## Selected excerpt
A person is guilty of aggravated first degree murder if he or she commits first degree murder as defined by RCW 9A.32.030(1)(a), as now or hereafter amended, and one or more of the following aggravating circumstances exist: ...
(8) There was more than one victim and the murders were part of a common scheme or plan or the result of a single act of the person;

Defendants claim that the trial court interpreted the statute to require that murderers, not victims, be linked by a "common scheme or plan". If the trial court had interpreted the statute as defendants contend, then it would have erred. In State v. Grisby, 97 Wn.2d 493, 647 P.2d 6 (1982), cert. denied, 459 U.S. 1211 (1983), we held that "common scheme or plan" involves a nexus between the killings and not the killers. Here, the proof of conspiracy, while incidentally linking the defendants together, showed that there was a common scheme or plan involved in the murder of the victims. The victims were part of a union reform movement that was hindering the conspirators' efforts to send members to Alaska to further the illegal *417 gambling conspiracy. In order to facilitate the sending of Tulisan members to Alaska, the conspirators believed it was essential to eliminate Viernes and Domingo, so they arranged their murders.

## Entries
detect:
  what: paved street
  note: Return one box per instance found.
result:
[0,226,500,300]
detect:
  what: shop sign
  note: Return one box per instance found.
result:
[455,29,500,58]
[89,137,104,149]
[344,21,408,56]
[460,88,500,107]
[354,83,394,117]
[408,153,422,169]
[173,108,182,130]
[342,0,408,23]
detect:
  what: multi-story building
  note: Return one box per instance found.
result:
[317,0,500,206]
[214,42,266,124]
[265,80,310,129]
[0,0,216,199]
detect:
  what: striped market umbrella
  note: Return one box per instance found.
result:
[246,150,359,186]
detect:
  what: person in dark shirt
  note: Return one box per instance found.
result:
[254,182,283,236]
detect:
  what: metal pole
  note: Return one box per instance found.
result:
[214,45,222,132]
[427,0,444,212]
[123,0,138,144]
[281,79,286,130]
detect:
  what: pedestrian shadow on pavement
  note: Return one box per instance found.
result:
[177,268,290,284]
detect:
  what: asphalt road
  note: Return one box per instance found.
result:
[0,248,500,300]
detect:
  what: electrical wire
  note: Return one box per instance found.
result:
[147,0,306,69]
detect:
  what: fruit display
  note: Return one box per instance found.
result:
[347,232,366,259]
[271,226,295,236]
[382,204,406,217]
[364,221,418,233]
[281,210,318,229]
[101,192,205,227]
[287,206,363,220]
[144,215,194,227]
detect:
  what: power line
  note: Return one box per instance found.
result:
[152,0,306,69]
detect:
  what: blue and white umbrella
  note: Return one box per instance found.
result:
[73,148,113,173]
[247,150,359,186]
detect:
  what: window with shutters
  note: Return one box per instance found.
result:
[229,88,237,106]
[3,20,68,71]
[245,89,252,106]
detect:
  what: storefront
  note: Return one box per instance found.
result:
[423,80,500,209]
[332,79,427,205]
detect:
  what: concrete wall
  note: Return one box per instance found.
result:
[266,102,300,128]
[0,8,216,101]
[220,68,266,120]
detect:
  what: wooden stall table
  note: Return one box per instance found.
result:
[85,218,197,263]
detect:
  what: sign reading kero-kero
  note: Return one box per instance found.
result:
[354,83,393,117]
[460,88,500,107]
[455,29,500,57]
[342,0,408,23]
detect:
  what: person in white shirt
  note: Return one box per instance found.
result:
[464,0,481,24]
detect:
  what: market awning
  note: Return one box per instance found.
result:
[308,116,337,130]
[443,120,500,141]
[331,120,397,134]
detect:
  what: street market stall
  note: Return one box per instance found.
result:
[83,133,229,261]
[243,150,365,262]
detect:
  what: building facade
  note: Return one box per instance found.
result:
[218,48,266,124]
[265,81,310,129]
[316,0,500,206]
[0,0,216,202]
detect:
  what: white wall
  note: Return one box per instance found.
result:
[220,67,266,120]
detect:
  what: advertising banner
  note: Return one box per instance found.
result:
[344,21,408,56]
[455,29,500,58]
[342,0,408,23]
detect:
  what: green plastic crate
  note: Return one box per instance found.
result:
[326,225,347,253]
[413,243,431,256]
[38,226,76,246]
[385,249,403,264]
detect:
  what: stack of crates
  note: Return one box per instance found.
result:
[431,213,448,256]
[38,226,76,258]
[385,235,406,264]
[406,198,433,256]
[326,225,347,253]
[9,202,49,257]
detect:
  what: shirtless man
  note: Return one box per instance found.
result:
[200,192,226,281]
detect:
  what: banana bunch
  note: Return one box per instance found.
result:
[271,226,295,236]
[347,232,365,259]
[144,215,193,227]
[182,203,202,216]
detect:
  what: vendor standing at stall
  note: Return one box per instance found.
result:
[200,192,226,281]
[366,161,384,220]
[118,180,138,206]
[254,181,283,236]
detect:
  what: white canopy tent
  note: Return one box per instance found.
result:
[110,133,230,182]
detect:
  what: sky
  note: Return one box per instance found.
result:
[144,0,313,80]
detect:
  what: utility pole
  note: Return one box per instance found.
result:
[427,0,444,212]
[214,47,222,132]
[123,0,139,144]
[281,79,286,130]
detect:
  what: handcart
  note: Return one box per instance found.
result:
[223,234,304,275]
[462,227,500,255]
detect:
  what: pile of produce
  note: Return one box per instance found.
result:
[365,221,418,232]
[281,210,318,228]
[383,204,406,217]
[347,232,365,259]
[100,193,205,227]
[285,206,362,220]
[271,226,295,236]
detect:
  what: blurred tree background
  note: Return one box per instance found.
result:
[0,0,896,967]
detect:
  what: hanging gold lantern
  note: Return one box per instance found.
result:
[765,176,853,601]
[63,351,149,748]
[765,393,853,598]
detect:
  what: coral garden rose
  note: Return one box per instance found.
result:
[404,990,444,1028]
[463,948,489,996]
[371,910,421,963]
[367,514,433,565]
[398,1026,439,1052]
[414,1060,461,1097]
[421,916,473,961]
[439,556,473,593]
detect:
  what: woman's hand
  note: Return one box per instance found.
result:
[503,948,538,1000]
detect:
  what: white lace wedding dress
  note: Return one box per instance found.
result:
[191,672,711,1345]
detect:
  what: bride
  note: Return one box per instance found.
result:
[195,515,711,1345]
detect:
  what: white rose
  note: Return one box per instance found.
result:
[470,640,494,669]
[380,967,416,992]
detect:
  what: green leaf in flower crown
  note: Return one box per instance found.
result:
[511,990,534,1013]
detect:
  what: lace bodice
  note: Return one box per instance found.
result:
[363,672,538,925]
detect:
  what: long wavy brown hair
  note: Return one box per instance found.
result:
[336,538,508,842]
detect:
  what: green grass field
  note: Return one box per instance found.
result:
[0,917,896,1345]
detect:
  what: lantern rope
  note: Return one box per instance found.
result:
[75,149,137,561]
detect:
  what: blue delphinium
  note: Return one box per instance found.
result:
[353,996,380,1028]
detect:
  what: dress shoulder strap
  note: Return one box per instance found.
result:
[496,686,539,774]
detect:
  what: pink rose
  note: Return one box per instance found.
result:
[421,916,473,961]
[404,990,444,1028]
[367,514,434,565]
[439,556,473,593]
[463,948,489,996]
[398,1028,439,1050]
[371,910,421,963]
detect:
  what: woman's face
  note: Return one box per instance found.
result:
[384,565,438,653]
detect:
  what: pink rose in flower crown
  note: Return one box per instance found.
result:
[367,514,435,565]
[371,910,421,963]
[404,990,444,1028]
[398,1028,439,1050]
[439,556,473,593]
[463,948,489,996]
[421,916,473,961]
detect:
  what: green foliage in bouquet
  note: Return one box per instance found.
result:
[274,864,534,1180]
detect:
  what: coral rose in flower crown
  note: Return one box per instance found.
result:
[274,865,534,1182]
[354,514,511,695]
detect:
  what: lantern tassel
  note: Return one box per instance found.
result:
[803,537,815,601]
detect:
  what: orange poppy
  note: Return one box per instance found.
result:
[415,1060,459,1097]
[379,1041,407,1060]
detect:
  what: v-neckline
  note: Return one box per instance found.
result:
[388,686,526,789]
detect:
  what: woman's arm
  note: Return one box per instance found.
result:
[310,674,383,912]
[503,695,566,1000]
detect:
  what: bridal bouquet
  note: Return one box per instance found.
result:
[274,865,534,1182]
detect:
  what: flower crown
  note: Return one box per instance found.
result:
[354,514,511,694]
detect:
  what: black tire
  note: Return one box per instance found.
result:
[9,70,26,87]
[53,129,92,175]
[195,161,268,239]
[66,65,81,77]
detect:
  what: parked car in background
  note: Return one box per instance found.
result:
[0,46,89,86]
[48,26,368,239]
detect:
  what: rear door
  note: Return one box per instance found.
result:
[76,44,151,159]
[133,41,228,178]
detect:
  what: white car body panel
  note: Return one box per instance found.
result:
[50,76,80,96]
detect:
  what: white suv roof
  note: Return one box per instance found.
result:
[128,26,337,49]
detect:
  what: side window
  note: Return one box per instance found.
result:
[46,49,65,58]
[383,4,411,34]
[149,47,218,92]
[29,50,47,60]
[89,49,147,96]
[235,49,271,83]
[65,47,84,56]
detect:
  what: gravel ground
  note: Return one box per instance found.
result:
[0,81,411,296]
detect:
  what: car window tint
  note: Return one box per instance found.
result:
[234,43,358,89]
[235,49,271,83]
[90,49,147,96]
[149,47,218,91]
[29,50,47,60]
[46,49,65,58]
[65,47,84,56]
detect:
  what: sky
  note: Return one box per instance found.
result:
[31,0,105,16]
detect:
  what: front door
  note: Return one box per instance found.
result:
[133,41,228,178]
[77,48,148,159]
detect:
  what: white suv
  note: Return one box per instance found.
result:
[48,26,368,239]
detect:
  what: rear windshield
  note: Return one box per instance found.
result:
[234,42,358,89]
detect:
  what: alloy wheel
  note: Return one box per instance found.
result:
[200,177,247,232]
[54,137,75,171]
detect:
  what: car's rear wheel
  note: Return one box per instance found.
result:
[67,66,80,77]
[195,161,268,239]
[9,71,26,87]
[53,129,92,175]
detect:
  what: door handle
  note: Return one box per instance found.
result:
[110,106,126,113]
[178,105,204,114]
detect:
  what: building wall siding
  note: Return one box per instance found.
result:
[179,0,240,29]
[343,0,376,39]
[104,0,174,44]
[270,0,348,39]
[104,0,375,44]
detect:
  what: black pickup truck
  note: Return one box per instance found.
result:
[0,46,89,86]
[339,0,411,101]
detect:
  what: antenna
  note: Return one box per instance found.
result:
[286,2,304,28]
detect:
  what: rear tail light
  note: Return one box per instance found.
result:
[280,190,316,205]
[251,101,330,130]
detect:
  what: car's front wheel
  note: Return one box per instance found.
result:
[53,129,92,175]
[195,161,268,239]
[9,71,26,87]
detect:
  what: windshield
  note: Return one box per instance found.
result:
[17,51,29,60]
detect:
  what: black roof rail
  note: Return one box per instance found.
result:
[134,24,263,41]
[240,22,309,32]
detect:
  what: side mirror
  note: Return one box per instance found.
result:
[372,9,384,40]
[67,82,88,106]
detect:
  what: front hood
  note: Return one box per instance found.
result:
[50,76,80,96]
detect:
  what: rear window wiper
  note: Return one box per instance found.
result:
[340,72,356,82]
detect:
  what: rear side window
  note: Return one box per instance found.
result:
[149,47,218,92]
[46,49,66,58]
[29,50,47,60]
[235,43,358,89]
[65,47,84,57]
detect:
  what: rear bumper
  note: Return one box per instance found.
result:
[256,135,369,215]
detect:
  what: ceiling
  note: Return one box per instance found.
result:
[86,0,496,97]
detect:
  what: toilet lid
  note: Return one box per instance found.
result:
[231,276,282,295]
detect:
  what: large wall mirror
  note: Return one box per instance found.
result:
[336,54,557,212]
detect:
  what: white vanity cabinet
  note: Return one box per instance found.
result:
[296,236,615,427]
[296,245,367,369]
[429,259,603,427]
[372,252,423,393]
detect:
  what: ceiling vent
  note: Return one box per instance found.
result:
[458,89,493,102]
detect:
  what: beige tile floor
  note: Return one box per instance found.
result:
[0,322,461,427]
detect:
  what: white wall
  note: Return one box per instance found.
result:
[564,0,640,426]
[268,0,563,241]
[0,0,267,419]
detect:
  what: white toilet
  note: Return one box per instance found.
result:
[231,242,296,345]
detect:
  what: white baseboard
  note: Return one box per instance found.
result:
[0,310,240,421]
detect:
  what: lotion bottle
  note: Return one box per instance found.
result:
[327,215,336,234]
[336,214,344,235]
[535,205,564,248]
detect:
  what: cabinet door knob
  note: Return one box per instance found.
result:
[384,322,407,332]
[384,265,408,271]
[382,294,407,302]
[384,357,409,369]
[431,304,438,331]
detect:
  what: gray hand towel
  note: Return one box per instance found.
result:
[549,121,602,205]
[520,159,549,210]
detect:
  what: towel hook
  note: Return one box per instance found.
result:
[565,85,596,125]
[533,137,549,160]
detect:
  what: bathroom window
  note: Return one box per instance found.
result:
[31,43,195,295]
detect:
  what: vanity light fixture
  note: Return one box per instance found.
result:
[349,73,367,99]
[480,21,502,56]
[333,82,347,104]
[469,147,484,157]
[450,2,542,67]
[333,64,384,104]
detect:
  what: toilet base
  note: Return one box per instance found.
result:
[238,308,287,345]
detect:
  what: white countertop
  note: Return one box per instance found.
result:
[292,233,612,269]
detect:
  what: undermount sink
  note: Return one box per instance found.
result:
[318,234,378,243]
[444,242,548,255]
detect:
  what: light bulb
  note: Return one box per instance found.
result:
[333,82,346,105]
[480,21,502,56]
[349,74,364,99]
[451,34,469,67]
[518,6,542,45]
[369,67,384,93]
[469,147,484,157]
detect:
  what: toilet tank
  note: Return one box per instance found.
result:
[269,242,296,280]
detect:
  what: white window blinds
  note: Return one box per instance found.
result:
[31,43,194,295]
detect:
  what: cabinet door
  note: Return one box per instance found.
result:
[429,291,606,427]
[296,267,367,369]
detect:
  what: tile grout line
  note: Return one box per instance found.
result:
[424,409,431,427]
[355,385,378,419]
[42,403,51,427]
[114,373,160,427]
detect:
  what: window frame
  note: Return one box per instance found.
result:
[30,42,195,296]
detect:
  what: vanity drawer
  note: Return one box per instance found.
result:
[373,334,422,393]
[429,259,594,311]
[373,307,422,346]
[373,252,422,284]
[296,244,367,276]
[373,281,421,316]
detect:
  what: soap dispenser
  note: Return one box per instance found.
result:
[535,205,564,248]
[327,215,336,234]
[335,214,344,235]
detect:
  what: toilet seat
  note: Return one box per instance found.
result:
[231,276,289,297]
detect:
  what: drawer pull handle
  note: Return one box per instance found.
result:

## Stated problem A
Answer these questions from the murder statute excerpt.
(i) Which RCW provision defines the first degree murder referred to at the start?
(ii) What did the court hold in State v. Grisby that "common scheme or plan" involves?
(iii) Whom did the conspirators believe it was essential to eliminate?
## Stated problem B
Reproduce the part of the murder statute excerpt starting with "A person is" and going on through "circumstances exist: ...".

## Task answer A
(i) RCW 9A.32.030(1)(a)
(ii) A nexus between the killings and not the killers
(iii) Viernes and Domingo

## Task answer B
A person is guilty of aggravated first degree murder if he or she commits first degree murder as defined by RCW 9A.32.030(1)(a), as now or hereafter amended, and one or more of the following aggravating circumstances exist: ...